# Extracted material
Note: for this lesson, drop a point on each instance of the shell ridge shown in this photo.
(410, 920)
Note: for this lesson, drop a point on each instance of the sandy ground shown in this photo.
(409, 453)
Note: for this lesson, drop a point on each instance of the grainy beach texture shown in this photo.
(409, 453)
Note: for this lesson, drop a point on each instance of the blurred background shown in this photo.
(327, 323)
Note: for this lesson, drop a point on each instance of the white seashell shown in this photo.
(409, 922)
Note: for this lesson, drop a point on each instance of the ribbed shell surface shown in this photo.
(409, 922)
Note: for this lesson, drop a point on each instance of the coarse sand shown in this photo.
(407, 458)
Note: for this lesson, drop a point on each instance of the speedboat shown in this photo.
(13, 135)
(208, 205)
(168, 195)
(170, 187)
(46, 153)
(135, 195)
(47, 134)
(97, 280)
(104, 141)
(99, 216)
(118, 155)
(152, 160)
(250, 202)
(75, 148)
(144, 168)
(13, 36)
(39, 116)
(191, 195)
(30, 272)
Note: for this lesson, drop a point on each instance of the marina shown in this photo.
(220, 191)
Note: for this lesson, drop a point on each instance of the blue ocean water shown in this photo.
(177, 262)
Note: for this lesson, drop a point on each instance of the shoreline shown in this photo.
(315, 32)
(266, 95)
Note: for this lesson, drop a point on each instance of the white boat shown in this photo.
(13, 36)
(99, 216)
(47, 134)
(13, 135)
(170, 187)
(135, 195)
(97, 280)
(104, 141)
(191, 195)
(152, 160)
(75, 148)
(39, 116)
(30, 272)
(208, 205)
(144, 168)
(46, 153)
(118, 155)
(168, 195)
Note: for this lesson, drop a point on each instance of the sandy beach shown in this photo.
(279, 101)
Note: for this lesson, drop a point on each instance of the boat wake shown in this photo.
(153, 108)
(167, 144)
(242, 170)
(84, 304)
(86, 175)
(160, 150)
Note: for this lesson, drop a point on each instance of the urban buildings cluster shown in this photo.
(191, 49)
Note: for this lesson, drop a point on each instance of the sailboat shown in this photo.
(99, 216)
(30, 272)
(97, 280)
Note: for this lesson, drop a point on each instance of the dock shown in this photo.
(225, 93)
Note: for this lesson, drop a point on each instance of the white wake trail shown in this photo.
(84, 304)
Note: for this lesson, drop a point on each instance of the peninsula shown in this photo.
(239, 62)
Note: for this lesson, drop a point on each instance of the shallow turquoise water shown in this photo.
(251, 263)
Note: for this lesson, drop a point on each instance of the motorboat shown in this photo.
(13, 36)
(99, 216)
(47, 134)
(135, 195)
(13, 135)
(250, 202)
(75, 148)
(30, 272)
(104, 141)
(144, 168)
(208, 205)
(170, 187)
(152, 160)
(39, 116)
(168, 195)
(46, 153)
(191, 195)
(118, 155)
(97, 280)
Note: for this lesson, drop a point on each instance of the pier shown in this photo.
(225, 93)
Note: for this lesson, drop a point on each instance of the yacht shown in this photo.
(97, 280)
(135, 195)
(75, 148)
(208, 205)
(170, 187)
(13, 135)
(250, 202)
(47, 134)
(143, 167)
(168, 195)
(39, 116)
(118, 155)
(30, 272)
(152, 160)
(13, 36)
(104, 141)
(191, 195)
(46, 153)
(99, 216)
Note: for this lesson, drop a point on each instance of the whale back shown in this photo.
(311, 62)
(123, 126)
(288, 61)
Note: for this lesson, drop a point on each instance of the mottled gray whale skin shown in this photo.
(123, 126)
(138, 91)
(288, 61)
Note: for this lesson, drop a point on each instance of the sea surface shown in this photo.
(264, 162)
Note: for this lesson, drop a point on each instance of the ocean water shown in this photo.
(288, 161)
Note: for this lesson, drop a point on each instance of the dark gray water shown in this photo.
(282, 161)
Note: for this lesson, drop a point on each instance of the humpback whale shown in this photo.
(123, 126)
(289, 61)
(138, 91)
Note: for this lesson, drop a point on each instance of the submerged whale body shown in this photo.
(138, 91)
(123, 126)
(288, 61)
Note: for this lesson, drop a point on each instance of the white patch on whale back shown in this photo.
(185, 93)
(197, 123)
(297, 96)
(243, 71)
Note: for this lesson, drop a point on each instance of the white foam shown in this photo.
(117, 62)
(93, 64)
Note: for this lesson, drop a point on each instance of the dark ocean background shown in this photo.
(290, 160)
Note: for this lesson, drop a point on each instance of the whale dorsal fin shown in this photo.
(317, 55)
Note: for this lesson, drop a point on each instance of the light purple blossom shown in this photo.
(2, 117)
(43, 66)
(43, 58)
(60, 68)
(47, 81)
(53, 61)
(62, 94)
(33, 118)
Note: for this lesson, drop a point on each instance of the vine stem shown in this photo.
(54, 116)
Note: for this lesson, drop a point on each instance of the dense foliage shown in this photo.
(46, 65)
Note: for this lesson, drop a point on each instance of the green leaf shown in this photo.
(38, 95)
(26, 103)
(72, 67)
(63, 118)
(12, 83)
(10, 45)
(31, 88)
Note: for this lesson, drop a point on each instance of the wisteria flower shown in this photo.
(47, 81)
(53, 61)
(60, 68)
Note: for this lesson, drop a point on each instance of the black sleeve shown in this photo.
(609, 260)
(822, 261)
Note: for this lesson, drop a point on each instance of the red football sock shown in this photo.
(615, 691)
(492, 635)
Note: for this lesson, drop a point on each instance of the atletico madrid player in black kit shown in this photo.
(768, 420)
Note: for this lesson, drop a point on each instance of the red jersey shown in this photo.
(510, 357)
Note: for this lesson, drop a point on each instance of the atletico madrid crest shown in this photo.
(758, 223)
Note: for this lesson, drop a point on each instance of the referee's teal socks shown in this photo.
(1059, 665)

# What is being asked
Render every line of the items above as a Markdown table with two columns, Row and Line, numbering each row and skipping blank lines.

# Task solution
| Row | Line |
|---|---|
| 1 | Note: for this lesson, drop a point on each instance of the shell ridge shown in this photo. |
| 2 | (410, 920) |
| 3 | Note: for this lesson, drop a point on each instance of the sandy ground shown in this photo. |
| 4 | (409, 453) |
| 5 | Note: for this lesson, drop a point on each instance of the grainy beach texture shown in this photo. |
| 6 | (409, 453) |
| 7 | Note: for this lesson, drop a point on each instance of the blurred background shown in this photo. |
| 8 | (327, 323) |
| 9 | Note: for this lesson, drop a point on each instance of the white seashell shown in this photo. |
| 10 | (409, 922) |
| 11 | Note: for this lesson, drop a point on each instance of the ribbed shell surface shown in this photo. |
| 12 | (409, 922) |
| 13 | Note: for this lesson, drop a point on each instance of the coarse sand shown in this photo. |
| 14 | (407, 458) |
| 15 | Note: for this lesson, drop a point on each instance of the speedboat shown in this photo. |
| 16 | (13, 135) |
| 17 | (208, 205) |
| 18 | (168, 195) |
| 19 | (170, 187) |
| 20 | (46, 153) |
| 21 | (135, 195) |
| 22 | (47, 134) |
| 23 | (97, 280) |
| 24 | (104, 141) |
| 25 | (99, 216) |
| 26 | (118, 155) |
| 27 | (152, 160) |
| 28 | (250, 202) |
| 29 | (75, 148) |
| 30 | (144, 168) |
| 31 | (13, 36) |
| 32 | (39, 116) |
| 33 | (191, 195) |
| 34 | (30, 272) |
| 35 | Note: for this lesson, drop a point on each instance of the marina shown in this photo. |
| 36 | (220, 191) |
| 37 | Note: for this lesson, drop a point on each instance of the blue ocean water shown in this photo. |
| 38 | (177, 262) |
| 39 | Note: for this lesson, drop a point on each instance of the shoreline shown in this photo. |
| 40 | (315, 32) |
| 41 | (266, 95) |
| 42 | Note: for this lesson, drop a point on each instance of the white boat shown in this photo. |
| 43 | (13, 36) |
| 44 | (99, 216) |
| 45 | (47, 134) |
| 46 | (13, 135) |
| 47 | (170, 187) |
| 48 | (135, 195) |
| 49 | (97, 280) |
| 50 | (104, 141) |
| 51 | (191, 195) |
| 52 | (152, 160) |
| 53 | (75, 148) |
| 54 | (39, 116) |
| 55 | (30, 272) |
| 56 | (208, 205) |
| 57 | (144, 168) |
| 58 | (46, 153) |
| 59 | (118, 155) |
| 60 | (168, 195) |
| 61 | Note: for this lesson, drop a point on each instance of the sandy beach shown in this photo. |
| 62 | (279, 101) |
| 63 | Note: for this lesson, drop a point on each instance of the boat wake shown in this photo. |
| 64 | (153, 108) |
| 65 | (167, 144) |
| 66 | (242, 170) |
| 67 | (84, 304) |
| 68 | (86, 175) |
| 69 | (160, 150) |
| 70 | Note: for this lesson, drop a point on each instance of the urban buildings cluster shown in this photo. |
| 71 | (191, 49) |
| 72 | Note: for this lesson, drop a point on each instance of the sailboat shown in this photo. |
| 73 | (99, 216) |
| 74 | (30, 272) |
| 75 | (97, 280) |
| 76 | Note: for this lesson, drop a point on each instance of the dock shown in this photo. |
| 77 | (225, 93) |
| 78 | Note: for this lesson, drop a point on each instance of the white wake trail shown in this photo. |
| 79 | (84, 304) |
| 80 | Note: for this lesson, drop a point on each instance of the peninsula shown in this photo. |
| 81 | (239, 62) |
| 82 | Note: for this lesson, drop a point on each instance of the shallow turquoise water shown in this photo. |
| 83 | (251, 263) |
| 84 | Note: for this lesson, drop a point on each instance of the motorboat shown in this photo. |
| 85 | (13, 36) |
| 86 | (99, 216) |
| 87 | (47, 134) |
| 88 | (135, 195) |
| 89 | (13, 135) |
| 90 | (250, 202) |
| 91 | (75, 148) |
| 92 | (30, 272) |
| 93 | (104, 141) |
| 94 | (144, 168) |
| 95 | (208, 205) |
| 96 | (170, 187) |
| 97 | (152, 160) |
| 98 | (39, 116) |
| 99 | (168, 195) |
| 100 | (46, 153) |
| 101 | (191, 195) |
| 102 | (118, 155) |
| 103 | (97, 280) |
| 104 | Note: for this lesson, drop a point on each instance of the pier shown in this photo. |
| 105 | (225, 93) |
| 106 | Note: for this lesson, drop a point on each instance of the yacht shown in this photo. |
| 107 | (97, 280) |
| 108 | (135, 195) |
| 109 | (75, 148) |
| 110 | (208, 205) |
| 111 | (170, 187) |
| 112 | (13, 135) |
| 113 | (250, 202) |
| 114 | (47, 134) |
| 115 | (143, 167) |
| 116 | (168, 195) |
| 117 | (39, 116) |
| 118 | (118, 155) |
| 119 | (30, 272) |
| 120 | (152, 160) |
| 121 | (13, 36) |
| 122 | (104, 141) |
| 123 | (191, 195) |
| 124 | (46, 153) |
| 125 | (99, 216) |
| 126 | Note: for this lesson, drop a point on each instance of the whale back shown in this photo. |
| 127 | (311, 62) |
| 128 | (123, 126) |
| 129 | (288, 61) |
| 130 | Note: for this lesson, drop a point on each instance of the mottled gray whale skin shown in this photo. |
| 131 | (123, 126) |
| 132 | (138, 91) |
| 133 | (288, 61) |
| 134 | Note: for this lesson, drop a point on each instance of the sea surface shown in this photo. |
| 135 | (264, 162) |
| 136 | Note: for this lesson, drop a point on each instance of the ocean water shown in this photo. |
| 137 | (288, 161) |
| 138 | Note: for this lesson, drop a point on each instance of the dark gray water shown in this photo. |
| 139 | (282, 161) |
| 140 | Note: for this lesson, drop a point on each instance of the humpback whale shown in this photo. |
| 141 | (123, 126) |
| 142 | (289, 61) |
| 143 | (138, 91) |
| 144 | Note: for this lesson, drop a point on each instance of the submerged whale body shown in this photo. |
| 145 | (138, 91) |
| 146 | (123, 126) |
| 147 | (288, 61) |
| 148 | Note: for this lesson, drop a point on each instance of the white patch on whale back shown in this photo. |
| 149 | (185, 93) |
| 150 | (197, 123) |
| 151 | (297, 96) |
| 152 | (243, 71) |
| 153 | Note: for this lesson, drop a point on each instance of the white foam shown in this photo. |
| 154 | (117, 62) |
| 155 | (93, 64) |
| 156 | Note: for this lesson, drop a point on each instance of the dark ocean background shown in this photo. |
| 157 | (290, 160) |
| 158 | Note: for this lesson, drop a point on each instance of the whale dorsal fin shown in this photo. |
| 159 | (317, 55) |
| 160 | Note: for this lesson, drop a point on each instance of the light purple blossom shown in this photo. |
| 161 | (2, 117) |
| 162 | (43, 66) |
| 163 | (43, 58) |
| 164 | (60, 68) |
| 165 | (47, 81) |
| 166 | (53, 61) |
| 167 | (62, 94) |
| 168 | (33, 118) |
| 169 | Note: for this lesson, drop a point on each instance of the vine stem shown in this photo. |
| 170 | (54, 116) |
| 171 | Note: for this lesson, drop a point on each instance of the dense foliage shown in this photo. |
| 172 | (46, 65) |
| 173 | Note: for this lesson, drop a point on each instance of the green leaf shown in this photo. |
| 174 | (38, 95) |
| 175 | (26, 103) |
| 176 | (72, 67) |
| 177 | (63, 118) |
| 178 | (12, 83) |
| 179 | (10, 45) |
| 180 | (31, 88) |
| 181 | Note: for this lesson, drop a point on each instance of the wisteria flower shown in this photo. |
| 182 | (47, 81) |
| 183 | (53, 61) |
| 184 | (60, 68) |
| 185 | Note: for this lesson, drop a point on each instance of the black sleeve shown in this photo. |
| 186 | (609, 260) |
| 187 | (822, 261) |
| 188 | Note: for this lesson, drop a point on each instance of the red football sock shown in this photo. |
| 189 | (615, 691) |
| 190 | (492, 635) |
| 191 | Note: for this lesson, drop a point on each instance of the atletico madrid player in black kit shown in this photo. |
| 192 | (768, 420) |
| 193 | Note: for this lesson, drop a point on each instance of the red jersey shown in this photo. |
| 194 | (510, 357) |
| 195 | Note: for this lesson, drop a point on each instance of the atletico madrid crest shown in this photo. |
| 196 | (758, 223) |
| 197 | Note: for this lesson, drop a point on each instance of the referee's teal socks shown in this photo. |
| 198 | (1059, 665) |